#### Text block:
# # # # # # #
Hi and welcome to the Men on the Path to Love podcast. Keeping the peace handling tension with your partner's family episode. I'm Bill Simpson, your host. I coach men who are done suffering in their relationships, men who want deeper love, real connection and to finally feel like themselves again. I help them become the best version of themselves, for themselves and for their current relationship or the one they're ready to find so they can live the life they love. So they can live the life they love.

Bill Simpson:

In this episode, I'll be covering one of the trickiest dynamics you can face in a relationship, and that is tension with your partner or spouse's family. Yeah, man, I mean, if you've ever felt caught in the middle, you know trying to protect your partner or your spouse and also keeping things cordial with your own family. Well, you know it's a balancing act that can take a toll on both love and in keeping the peace right.
# # # # # # #
#### Work to do:
• a. Answer these questions using the podcast transcript:
(i) What is the name of the podcast?
(ii) Who hosts it?
(iii) What relationship dynamic does the host say this episode will cover?
• b. Extract the passage of the podcast transcript from "In this episode, I'll" to "the peace right.", copying it word for word.
The listing after this point is separate material and is unrelated to the podcast transcript.

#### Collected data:
# # # # # # #
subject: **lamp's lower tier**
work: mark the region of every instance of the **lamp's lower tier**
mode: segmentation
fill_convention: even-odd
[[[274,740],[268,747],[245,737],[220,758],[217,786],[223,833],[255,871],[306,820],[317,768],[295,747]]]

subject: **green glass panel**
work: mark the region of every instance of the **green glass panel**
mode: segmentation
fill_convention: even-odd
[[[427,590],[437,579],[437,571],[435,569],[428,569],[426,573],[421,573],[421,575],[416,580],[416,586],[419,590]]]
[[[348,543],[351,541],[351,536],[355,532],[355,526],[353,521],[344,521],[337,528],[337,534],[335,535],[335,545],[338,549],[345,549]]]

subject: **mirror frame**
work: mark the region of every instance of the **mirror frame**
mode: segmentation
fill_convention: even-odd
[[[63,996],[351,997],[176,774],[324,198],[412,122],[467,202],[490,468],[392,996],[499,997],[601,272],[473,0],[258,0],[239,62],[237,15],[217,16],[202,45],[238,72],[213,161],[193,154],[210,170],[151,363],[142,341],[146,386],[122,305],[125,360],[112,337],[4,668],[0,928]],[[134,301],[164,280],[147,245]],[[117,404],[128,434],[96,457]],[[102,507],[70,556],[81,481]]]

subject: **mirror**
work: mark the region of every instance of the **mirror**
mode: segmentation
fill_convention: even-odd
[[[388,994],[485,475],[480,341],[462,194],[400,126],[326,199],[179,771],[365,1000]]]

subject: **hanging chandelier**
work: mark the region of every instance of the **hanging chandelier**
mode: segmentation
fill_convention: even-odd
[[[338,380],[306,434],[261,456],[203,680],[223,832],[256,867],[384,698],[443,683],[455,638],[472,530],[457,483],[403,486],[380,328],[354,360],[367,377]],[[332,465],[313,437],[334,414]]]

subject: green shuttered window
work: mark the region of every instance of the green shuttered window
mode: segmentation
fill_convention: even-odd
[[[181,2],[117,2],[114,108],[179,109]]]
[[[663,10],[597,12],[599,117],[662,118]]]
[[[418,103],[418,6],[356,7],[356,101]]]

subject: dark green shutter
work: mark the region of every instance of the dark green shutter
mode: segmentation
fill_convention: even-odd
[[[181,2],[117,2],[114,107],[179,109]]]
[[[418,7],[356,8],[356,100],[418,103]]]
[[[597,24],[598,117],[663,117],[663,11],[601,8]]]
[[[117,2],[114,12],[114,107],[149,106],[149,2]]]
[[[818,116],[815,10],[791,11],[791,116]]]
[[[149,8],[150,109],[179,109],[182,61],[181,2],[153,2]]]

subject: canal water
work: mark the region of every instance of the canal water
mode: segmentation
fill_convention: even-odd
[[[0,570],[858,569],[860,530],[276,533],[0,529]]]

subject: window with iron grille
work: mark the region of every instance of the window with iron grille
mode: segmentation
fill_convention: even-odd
# # # # # # #
#### Expected responses:
• a.
(i) Men on the Path to Love
(ii) Bill Simpson
(iii) Tension with your partner or spouse's family

• b.
In this episode, I'll be covering one of the trickiest dynamics you can face in a relationship, and that is tension with your partner or spouse's family. Yeah, man, I mean, if you've ever felt caught in the middle, you know trying to protect your partner or your spouse and also keeping things cordial with your own family. Well, you know it's a balancing act that can take a toll on both love and in keeping the peace right.